- _Exercise prompt_
From the line containing "the window, and" to the end of the entries, return every line exactly, both ends included, and add nothing.

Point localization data

↓

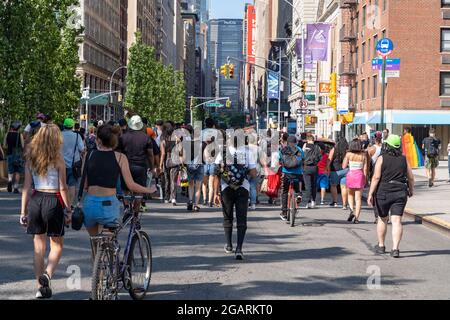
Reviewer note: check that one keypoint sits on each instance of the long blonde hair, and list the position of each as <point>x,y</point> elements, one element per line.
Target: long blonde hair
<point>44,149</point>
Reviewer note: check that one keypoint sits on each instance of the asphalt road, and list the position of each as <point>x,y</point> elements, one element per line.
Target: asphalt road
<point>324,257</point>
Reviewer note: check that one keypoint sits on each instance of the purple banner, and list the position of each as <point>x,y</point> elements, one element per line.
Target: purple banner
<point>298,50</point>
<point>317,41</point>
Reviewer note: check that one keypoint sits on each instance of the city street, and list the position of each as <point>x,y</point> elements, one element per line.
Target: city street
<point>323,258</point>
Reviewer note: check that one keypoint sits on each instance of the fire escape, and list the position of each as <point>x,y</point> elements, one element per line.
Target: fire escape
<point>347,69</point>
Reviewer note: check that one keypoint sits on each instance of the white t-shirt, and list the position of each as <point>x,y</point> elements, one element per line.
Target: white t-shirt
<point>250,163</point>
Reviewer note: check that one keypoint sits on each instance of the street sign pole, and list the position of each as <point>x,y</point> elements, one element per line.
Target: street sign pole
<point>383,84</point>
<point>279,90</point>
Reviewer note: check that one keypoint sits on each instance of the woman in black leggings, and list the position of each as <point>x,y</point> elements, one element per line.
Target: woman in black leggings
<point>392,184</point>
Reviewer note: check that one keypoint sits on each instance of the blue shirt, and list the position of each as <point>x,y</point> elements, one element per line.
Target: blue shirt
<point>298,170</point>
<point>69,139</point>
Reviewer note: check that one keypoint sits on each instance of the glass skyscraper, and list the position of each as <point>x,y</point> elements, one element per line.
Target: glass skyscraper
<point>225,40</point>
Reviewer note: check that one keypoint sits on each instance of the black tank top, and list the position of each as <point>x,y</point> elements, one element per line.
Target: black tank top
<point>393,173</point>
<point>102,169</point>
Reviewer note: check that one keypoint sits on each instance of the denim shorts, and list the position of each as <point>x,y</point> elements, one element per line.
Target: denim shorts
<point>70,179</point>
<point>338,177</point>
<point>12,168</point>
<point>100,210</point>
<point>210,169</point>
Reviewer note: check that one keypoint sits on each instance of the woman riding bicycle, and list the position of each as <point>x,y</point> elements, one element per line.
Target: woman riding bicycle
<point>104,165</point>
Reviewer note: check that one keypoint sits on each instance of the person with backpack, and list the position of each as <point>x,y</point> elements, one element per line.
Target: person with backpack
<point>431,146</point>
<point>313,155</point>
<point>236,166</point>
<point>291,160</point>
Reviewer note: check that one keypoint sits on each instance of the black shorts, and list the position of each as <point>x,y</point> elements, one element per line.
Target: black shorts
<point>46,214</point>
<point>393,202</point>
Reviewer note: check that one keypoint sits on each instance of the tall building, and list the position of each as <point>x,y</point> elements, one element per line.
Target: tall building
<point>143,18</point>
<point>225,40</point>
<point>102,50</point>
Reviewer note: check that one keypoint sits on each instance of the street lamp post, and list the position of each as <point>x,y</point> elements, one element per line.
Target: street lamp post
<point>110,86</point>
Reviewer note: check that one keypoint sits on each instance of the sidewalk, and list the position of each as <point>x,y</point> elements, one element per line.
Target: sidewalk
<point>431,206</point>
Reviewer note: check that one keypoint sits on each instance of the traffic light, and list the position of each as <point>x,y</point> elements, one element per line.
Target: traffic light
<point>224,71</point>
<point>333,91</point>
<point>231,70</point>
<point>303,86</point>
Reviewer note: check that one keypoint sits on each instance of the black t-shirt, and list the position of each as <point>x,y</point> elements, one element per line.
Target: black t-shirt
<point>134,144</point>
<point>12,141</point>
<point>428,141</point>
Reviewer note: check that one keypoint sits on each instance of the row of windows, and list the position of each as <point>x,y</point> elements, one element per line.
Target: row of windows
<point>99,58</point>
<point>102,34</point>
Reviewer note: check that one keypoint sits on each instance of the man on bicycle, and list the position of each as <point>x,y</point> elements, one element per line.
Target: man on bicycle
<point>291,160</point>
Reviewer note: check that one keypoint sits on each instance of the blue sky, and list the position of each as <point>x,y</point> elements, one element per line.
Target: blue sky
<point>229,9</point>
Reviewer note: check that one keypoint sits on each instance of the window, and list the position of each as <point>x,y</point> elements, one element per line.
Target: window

↑

- _The answer_
Reviewer note: check that one keypoint sits on each instance of the window, and list the position of each as <point>x,y</point> elements, one element per line.
Target: window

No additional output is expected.